(STATED EXERCISE) In the article about Cork's otters, which otter species lives in Ireland?

(DOCUMENT EXTRACT)
[BEGIN]

Great hunting skills displayed by one of Corks resident otters (video below) 

Green campus Intern, Killian Kelly

From a distance, I assumed it was a seal. I’d seen one a few weeks back down by Grand Parade. Floating along, it then plunged its head under, hunching its back upward, and lifted its long pointed tail into the air behind it, before following the rest of its body beneath the water.  Staring at ripples left behind I reached for my phone. It didn’t take long until it popped back up with what appeared to be an eel between its paws – a solid favourite in the otter diet. What followed was an extremely impressive display of hunting skills by one of Cork’s resident otters.

Myself and other fortunate onlookers got the chance to observe this happy otter energetically diving up and down in search for food. Each time, it would without fail, return with something either between its claws or its teeth. I was surprised at how large it was. About 3.5 to 4-feet from head to tail. Having never seen one before, I found myself in the rare position, watching one playfully dive up and down in search for food – strangely enough, in the very heart of Cork City.

There are 13 different species of otter, the largest type being the aptly named the Giant Otter from South America which reaches an impressive 6 feet in length. In Ireland, we have one species being the Eurasian Otter. These otters can grow up to 4.5 feet in length from head to tail and incredibly, are known to eat anywhere from 15% to 25% of its own body weight each day, which can explain this guy’s relentless energy hunting in the Lee.

[END]

(Records of labeled boxes)
[BEGIN]

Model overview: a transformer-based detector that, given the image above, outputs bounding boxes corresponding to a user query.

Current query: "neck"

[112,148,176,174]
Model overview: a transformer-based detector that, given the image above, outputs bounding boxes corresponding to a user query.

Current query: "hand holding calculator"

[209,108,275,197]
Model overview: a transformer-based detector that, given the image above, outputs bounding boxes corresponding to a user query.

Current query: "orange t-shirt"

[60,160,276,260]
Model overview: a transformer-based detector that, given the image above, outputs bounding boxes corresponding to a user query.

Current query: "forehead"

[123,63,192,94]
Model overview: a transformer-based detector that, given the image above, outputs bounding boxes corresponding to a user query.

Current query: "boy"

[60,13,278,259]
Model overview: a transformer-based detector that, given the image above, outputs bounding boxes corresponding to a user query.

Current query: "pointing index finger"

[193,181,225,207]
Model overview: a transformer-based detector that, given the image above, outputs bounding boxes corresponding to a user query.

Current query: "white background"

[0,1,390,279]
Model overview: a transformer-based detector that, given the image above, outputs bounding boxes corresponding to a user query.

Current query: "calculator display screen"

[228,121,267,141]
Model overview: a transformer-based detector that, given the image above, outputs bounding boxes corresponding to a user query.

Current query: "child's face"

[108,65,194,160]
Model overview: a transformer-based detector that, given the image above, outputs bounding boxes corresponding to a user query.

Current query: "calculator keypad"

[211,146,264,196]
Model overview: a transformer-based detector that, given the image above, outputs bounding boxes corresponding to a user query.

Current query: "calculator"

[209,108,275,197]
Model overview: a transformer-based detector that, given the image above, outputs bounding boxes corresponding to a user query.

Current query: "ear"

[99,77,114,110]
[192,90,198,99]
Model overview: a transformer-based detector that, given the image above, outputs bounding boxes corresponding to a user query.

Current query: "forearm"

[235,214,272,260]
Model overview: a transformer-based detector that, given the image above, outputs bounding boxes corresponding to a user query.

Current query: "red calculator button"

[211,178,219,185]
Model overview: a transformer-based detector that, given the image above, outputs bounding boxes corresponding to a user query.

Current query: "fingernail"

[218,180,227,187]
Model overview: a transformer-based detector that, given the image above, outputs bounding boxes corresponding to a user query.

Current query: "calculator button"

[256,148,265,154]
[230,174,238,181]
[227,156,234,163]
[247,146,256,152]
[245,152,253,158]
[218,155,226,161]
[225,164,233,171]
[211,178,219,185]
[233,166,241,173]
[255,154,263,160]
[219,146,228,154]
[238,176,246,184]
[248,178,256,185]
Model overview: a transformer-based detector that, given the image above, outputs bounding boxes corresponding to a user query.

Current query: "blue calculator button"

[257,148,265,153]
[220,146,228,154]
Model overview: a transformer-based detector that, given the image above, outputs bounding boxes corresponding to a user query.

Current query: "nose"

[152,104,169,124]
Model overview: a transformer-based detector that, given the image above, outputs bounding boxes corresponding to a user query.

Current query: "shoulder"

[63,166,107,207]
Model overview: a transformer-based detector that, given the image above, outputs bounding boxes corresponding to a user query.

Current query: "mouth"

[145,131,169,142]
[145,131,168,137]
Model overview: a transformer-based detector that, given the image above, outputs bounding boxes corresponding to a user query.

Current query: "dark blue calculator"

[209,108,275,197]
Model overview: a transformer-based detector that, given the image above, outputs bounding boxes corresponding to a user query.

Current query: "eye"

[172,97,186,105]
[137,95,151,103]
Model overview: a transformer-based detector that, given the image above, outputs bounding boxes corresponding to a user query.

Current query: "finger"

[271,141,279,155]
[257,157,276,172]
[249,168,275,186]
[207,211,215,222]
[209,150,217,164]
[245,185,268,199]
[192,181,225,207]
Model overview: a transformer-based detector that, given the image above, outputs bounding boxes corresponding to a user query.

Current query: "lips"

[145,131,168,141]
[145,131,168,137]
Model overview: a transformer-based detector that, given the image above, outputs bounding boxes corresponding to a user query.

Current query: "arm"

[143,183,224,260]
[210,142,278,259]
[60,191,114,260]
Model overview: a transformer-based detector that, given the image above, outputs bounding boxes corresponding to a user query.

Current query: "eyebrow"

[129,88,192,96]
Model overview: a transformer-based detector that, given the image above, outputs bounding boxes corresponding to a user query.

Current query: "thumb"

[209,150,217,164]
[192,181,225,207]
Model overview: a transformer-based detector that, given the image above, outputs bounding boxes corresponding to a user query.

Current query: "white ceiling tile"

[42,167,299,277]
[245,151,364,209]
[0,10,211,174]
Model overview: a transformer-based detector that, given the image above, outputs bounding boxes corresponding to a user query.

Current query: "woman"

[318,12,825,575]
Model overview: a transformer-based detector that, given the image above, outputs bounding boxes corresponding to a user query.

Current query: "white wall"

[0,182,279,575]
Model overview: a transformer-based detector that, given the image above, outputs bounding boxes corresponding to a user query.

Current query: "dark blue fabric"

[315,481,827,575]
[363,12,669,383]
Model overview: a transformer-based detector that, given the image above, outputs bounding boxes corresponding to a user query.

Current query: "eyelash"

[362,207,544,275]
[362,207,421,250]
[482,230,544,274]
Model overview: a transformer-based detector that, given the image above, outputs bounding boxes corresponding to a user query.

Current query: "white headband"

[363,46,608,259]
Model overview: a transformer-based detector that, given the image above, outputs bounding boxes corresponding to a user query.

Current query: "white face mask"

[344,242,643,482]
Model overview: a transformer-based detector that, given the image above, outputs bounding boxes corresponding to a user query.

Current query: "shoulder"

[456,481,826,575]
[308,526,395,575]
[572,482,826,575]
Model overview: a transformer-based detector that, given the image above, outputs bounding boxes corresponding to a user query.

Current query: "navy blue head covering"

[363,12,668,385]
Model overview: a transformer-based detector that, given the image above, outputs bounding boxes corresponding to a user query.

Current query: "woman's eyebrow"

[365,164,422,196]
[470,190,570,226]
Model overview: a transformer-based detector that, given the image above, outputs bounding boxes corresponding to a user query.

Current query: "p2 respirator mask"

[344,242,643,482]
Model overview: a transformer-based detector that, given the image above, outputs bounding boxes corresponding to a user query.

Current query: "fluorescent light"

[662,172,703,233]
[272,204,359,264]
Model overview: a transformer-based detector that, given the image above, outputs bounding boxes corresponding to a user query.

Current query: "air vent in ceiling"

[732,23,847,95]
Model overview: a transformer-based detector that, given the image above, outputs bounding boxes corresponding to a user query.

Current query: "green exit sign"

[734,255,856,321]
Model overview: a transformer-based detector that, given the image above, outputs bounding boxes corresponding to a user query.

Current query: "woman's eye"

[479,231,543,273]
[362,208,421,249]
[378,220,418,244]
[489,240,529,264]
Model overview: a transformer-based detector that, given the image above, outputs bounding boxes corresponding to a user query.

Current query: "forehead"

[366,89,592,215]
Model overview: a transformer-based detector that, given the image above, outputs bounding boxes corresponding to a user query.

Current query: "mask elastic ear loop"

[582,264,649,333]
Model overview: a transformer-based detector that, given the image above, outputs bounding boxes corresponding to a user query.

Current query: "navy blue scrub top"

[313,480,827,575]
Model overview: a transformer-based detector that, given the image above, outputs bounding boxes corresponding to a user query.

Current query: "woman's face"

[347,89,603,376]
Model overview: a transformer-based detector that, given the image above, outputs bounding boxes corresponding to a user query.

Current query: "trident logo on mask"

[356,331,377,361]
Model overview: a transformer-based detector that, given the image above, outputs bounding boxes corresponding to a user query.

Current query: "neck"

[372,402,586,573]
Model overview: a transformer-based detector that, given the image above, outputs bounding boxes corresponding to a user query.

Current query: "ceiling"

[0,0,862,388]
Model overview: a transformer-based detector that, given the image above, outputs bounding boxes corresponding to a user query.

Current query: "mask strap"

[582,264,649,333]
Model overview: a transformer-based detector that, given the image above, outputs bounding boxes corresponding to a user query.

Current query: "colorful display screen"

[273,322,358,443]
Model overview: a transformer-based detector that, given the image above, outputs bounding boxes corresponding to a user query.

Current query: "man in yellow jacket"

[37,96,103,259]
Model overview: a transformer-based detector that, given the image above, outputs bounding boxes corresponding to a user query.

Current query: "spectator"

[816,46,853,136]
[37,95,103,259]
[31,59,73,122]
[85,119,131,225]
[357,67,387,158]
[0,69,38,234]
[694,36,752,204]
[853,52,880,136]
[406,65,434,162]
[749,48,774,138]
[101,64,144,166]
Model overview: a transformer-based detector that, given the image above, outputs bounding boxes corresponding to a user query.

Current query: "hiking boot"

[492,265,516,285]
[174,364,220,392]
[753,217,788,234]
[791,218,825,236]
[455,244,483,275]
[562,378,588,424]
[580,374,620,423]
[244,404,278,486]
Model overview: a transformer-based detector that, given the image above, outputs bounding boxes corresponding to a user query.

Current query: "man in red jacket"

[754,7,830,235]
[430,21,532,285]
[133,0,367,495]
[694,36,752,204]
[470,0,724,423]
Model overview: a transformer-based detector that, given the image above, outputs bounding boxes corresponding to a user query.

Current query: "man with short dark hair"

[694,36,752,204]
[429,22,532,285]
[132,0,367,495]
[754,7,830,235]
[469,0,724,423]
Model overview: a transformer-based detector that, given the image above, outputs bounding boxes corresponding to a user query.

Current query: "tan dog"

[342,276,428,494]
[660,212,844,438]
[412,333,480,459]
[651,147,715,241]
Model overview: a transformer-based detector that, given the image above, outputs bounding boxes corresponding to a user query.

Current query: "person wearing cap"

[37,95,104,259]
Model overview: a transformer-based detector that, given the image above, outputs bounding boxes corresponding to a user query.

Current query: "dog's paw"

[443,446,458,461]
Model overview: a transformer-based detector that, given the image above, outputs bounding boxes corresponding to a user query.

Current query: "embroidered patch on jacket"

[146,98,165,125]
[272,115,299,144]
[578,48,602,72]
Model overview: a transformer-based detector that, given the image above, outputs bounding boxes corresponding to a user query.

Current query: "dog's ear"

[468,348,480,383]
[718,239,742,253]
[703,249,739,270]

[END]

(RESPONSE TO THIS TASK) The Eurasian Otter.